» **Work to do**
The entries need to be copied exactly.

» **Materials provided**
● ● ● ● ●

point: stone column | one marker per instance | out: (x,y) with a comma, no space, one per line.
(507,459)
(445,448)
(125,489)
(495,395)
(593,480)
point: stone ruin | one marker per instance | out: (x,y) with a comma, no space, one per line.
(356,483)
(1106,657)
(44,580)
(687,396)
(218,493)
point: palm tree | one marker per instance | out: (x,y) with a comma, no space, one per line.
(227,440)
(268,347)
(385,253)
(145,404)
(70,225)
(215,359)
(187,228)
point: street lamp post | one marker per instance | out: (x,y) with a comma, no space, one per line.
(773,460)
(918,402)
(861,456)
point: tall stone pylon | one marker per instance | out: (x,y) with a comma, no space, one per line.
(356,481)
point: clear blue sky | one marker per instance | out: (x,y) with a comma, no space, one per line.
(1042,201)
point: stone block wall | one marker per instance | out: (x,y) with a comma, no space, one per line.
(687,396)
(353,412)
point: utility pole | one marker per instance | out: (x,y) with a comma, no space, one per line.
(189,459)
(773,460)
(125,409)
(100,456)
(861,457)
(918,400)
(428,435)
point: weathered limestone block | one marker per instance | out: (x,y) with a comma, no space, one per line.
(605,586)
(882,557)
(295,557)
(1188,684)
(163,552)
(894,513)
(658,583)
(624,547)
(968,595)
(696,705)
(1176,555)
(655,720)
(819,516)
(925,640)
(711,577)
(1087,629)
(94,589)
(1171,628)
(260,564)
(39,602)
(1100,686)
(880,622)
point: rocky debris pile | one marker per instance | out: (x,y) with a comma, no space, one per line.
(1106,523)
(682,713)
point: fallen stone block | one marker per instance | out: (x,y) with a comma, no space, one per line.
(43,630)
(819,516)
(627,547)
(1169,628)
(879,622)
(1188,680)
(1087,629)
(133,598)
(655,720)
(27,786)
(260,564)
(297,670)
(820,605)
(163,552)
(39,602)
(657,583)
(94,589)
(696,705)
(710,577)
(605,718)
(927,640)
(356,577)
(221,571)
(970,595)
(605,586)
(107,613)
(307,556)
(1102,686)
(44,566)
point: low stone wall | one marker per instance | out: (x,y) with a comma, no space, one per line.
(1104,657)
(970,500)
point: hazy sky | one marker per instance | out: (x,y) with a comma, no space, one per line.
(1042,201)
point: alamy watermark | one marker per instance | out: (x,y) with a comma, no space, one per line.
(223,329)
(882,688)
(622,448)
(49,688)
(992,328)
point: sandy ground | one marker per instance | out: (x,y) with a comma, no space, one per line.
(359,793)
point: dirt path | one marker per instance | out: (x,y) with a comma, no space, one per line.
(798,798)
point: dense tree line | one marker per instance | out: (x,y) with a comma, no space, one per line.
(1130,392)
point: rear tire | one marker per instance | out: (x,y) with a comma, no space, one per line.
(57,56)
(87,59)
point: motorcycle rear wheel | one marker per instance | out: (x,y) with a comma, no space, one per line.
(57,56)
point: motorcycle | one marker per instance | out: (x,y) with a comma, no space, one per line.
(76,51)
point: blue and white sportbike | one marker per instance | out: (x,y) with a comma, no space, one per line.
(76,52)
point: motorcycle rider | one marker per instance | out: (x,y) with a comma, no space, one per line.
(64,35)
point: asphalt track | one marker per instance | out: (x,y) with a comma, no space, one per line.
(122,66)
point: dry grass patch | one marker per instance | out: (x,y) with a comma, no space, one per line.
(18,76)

● ● ● ● ●

» **Completed exercise**
point: stone column | one marker per instance | out: (x,y) with a comma, no space, one per line.
(507,459)
(445,448)
(125,489)
(495,395)
(593,480)
point: stone ruin | one marker per instance | out: (x,y) with a comma, no space, one per line.
(356,483)
(1106,657)
(44,580)
(687,396)
(218,493)
point: palm tree | one marker per instance | out: (x,y) with a comma, no space, one per line.
(227,440)
(268,347)
(385,253)
(145,404)
(70,225)
(215,359)
(187,228)
point: street lamp post | one marker per instance | out: (x,y) with a comma, no space, one per line.
(773,460)
(918,402)
(861,456)
point: tall stone pylon | one marker per instance | out: (x,y) with a comma, no space, one per line.
(356,481)
point: clear blue sky | one marker per instance | out: (x,y) with a comma, no space, one per line.
(1042,201)
point: stone block wall | one marker per instance | out: (x,y) with a comma, no space, one per line.
(687,396)
(353,412)
point: utility pole | one marker per instance | out: (x,y) with a comma, no space, one per line.
(189,459)
(773,460)
(125,409)
(100,456)
(861,457)
(918,400)
(428,435)
point: weathered limestone block | one marker per instance | out: (x,y) with a comma, no space, one per line.
(605,586)
(882,557)
(295,557)
(1188,684)
(163,552)
(894,513)
(658,583)
(624,547)
(968,595)
(696,705)
(1176,555)
(655,720)
(819,516)
(925,640)
(711,577)
(1087,629)
(94,589)
(1171,628)
(260,564)
(39,602)
(1100,686)
(880,622)
point: rocky debris pile | one marker per instance | out: (x,y) with a comma, no space, one per line.
(1106,523)
(682,713)
point: fallen stone block | one marker per instance | out: (x,y) with a comma, no space, one per line.
(43,630)
(819,516)
(627,547)
(1169,628)
(879,622)
(1188,680)
(1087,629)
(133,598)
(655,720)
(27,786)
(260,564)
(297,670)
(820,605)
(163,552)
(39,602)
(657,583)
(94,589)
(696,705)
(710,577)
(605,718)
(927,640)
(356,577)
(221,571)
(970,595)
(605,586)
(107,613)
(307,556)
(1102,686)
(44,566)
point: low stone wall | one marker per instance | out: (x,y) with a comma, no space, one per line.
(1104,657)
(970,500)
point: hazy sky | one marker per instance | out: (x,y) with a comma, no space, one per line.
(1042,201)
point: alamy watermark | one marker per instance | out: (x,y) with a comma, no space, one per line.
(223,329)
(882,688)
(622,448)
(49,688)
(992,328)
point: sandy ground | one marker per instance | out: (x,y) with a comma, no space, one per line.
(359,793)
point: dirt path | one marker per instance | out: (x,y) with a comma, no space, one per line.
(798,798)
point: dense tree line | one marker per instance | out: (x,y) with a comma, no space, one per line.
(1130,392)
point: rear tire | one marker per instance | out: (x,y) with a comma, no space, one per line.
(57,56)
(87,59)
point: motorcycle rear wheel | one marker per instance | out: (x,y) with a comma, no space, one per line.
(57,56)
point: motorcycle | one marker per instance | out: (x,y) with a comma, no space, one per line.
(76,51)
point: blue and white sportbike | one marker per instance | out: (x,y) with a comma, no space, one per line.
(76,52)
point: motorcycle rider | one marker per instance | out: (x,y) with a comma, no space, one per line.
(64,35)
point: asphalt track | one marker per instance | out: (x,y) with a comma, no space, one per line.
(122,66)
point: dry grass patch | one marker per instance | out: (x,y) with a comma, no space, one per line.
(18,76)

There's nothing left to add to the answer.